• [Exercise objective] Count how many of the lines below contain the string "finial", matching case exactly. Reply with the number only.

• [Extracted data]
= = = =

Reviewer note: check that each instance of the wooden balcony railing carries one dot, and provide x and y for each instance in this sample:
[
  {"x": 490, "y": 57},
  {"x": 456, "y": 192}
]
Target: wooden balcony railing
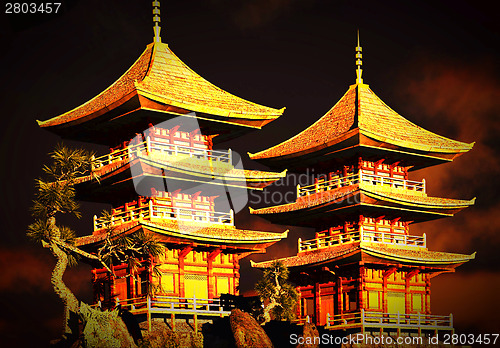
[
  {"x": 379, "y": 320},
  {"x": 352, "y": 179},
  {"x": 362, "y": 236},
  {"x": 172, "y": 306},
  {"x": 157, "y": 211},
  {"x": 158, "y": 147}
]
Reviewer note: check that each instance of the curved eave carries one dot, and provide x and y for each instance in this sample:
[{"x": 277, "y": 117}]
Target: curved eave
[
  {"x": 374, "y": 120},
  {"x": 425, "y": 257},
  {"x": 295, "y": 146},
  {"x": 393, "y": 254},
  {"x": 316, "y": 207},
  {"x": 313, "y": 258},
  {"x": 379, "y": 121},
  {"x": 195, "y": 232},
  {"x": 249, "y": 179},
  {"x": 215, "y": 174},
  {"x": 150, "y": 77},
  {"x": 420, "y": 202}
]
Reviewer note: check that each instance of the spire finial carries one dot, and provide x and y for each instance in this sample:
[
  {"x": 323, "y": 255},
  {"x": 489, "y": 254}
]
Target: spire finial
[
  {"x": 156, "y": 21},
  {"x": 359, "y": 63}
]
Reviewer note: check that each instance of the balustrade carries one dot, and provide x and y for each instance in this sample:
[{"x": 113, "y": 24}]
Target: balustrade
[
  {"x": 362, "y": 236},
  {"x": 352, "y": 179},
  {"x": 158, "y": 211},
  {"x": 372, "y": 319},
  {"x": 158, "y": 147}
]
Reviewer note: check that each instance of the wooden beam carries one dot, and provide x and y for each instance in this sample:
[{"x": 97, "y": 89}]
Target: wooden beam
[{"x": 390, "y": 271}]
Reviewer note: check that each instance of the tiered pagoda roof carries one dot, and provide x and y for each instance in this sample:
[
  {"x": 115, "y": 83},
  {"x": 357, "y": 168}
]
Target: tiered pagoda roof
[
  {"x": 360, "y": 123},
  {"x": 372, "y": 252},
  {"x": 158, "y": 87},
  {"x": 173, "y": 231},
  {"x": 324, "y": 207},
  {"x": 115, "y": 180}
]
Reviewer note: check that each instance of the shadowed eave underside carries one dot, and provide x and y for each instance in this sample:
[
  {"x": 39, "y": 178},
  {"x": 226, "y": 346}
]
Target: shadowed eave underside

= = = =

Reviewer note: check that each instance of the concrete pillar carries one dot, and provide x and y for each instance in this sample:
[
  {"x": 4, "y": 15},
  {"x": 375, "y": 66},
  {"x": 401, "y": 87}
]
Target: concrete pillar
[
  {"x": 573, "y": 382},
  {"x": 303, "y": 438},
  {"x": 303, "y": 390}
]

= = = =

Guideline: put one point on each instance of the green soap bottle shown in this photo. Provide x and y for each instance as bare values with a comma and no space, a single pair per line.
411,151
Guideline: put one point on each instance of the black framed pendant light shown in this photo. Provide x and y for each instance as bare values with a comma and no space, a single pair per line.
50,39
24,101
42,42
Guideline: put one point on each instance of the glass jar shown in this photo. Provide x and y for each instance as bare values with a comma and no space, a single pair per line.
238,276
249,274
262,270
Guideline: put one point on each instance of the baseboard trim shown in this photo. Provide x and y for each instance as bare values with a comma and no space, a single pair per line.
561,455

= = = =

• [Expected answer] 2